* 抜粋本文
加盟店さんとのコミュニケーションから出てきた課題を、社員が一生懸命考えてくれたんです、おもわず「みんな良く考えた!」と褒めてしまいました。これ(写真付きプライスカード)は、もうすぐ導入決定する予定ですよ。

――写真付きプライスカードはどんな効果がありますか。

澤田 これで、ストアスタッフの作業時間が4割減少します。オペレーションがとても楽になる。外国出身の方でも、作業が非常に楽になるし、不安もなくなると思います。何より、お客様からクレームをいただくこともなくなります。

良い店は、本当に商売を楽しんでいる

――LINEなどを活用したコミュニケーションの有効性は分かりました。一方で、加盟店との直接のコミュニケーションはどうですか。どんな基準で訪問する加盟店を決めていますか。

澤田 訪問する加盟店さんの決定は、現場に任せています。忖度しないで、選んでもらっています。でも、それでも何かしらの意図を感じることがないわけではありませんが、それも、現場の社員が考えたことですので、ちゃんと受け入れています。

いろいろな加盟店さんがいらっしゃいますよ。厳しいお叱りを受けることもあります。それでも、本当に真剣に、しっかり1人1人のお話を聞きます。「今現場で起きていること」を直接聞きます。とにかく聞かないと何も始まらないです。

――「良い店」とは何でしょうか。

* 課題 A
加盟店とのコミュニケーションに関するインタビュー抜粋で、写真付きプライスカードの効果として澤田が挙げているものをすべて列挙してください。
* 課題 B
加盟店とのコミュニケーションに関するインタビュー抜粋の続きを、最後の問いに対する澤田の返答から書き進めてください。
エントリは、この抜粋本文とは別の出典から収集されたものです。

保存済みデータセット項目:
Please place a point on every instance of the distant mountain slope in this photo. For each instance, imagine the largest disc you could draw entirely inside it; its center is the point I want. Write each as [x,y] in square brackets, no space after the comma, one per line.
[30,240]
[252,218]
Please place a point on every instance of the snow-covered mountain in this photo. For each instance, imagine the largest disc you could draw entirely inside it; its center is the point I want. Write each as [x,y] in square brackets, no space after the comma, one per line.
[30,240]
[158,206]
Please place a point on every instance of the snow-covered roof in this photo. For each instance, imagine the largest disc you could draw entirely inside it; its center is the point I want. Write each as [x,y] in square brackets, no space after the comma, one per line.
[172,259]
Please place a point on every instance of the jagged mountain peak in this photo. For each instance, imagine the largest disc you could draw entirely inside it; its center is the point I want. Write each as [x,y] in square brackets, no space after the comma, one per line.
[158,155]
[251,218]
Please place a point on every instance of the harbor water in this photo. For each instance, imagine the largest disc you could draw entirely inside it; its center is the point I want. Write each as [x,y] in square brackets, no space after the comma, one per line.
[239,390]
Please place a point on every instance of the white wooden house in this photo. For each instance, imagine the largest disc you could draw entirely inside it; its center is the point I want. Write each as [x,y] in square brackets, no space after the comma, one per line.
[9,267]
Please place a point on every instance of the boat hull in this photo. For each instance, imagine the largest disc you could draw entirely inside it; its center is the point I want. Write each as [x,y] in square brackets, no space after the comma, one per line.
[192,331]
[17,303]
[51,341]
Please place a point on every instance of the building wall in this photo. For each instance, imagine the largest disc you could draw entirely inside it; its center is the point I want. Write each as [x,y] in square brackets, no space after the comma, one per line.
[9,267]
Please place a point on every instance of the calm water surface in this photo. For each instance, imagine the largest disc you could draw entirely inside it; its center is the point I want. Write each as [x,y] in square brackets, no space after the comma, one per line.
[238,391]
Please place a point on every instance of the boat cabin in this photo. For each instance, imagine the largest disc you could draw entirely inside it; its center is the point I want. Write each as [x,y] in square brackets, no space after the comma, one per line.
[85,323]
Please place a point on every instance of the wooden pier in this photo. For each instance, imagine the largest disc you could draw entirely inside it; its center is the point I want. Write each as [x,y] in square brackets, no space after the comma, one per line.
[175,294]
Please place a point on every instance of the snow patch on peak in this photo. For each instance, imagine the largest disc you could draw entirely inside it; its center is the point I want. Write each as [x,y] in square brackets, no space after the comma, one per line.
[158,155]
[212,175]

* 正解 A
- ストアスタッフの作業時間が4割減少する
- オペレーションがとても楽になる
- 外国出身の方でも作業が非常に楽になり、不安もなくなる
- お客様からクレームをいただくこともなくなる

* 正解 B
澤田 私が考える良い店とは、加盟店さんが本当に、商売を楽しんでいるお店ですね。「今日も頑張ろう、お客様が来てくれることがうれしい、ピークタイムに向けてこのような売場を作ろう、このような発注しよう、あれもしたい、これもしたい」って、ずっと考えていますね。それをスーパーバイザーが支援していく。それがやっぱり良い店ですよ。本当に商売を楽しんでいて、地域の皆様との信頼関係が厚い。悪いことも人のせいにしていません。本当に頭が下がります。

■澤田貴司(さわだたかし)氏プロフィール
1957年7月12日生まれ(石川県出身)
略歴
1981年4月:伊藤忠商事入社
1998年11月:ファーストリテイリング取締役副社長
2003年2月:キアコン設立 代表取締役社長
2005年10月:リヴァンプ設立 代表取締役社長(兼)CEO
2016年3月:ユニー・ファミリーマートホールディングス(UFHD、現ファミリーマート)顧問
2016年4月:リヴァンプ会長
2016年5月:UFHD取締役専務執行役員社長付
2016年9月:旧ファミリーマート社長
2017年5月:UFHD取締役副社長執行役員事業統括本部CVS事業部長
2018年3月:UFHD取締役副社長CVS担当
2019年5月:UFHD社長(UFHDによる旧ファミリーマートの吸収合併により同年9月から現職)

■ファミリーマート/澤田社長「市場は飽和。加盟店との信頼関係が問われる」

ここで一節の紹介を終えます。